- [Task details]
Each line from the one containing "Practice: put a marker on each instance of the construction" to the end of the records below should be restated word for word; please leave out all other lines.

====== Working data ======

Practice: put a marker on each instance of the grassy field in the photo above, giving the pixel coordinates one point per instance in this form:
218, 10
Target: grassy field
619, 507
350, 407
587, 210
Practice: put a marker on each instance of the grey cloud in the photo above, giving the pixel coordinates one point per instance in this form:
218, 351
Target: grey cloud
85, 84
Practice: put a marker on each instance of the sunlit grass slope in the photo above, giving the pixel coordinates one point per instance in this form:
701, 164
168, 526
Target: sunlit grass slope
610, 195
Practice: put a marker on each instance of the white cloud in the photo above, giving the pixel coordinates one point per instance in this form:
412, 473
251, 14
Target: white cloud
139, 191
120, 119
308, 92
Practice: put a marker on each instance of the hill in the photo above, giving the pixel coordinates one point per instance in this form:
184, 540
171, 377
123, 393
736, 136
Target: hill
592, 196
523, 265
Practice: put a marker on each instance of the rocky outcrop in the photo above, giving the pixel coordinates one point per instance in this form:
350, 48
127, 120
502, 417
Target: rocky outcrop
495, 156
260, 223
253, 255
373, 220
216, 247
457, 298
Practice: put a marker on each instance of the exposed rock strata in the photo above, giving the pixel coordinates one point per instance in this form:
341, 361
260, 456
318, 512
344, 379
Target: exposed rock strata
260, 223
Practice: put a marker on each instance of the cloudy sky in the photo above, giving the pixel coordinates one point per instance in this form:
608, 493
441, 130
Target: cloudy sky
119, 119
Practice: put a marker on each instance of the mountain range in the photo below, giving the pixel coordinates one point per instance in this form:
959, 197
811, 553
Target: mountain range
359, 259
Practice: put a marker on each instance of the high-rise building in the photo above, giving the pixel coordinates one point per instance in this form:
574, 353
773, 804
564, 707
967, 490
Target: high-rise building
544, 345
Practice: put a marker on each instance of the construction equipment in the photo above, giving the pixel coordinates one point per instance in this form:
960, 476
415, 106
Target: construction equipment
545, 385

======

- [Answer box]
Practice: put a marker on each instance of the construction equipment in the photo above, giving the pixel coordinates one point per instance in this form:
960, 476
415, 106
Target: construction equipment
545, 385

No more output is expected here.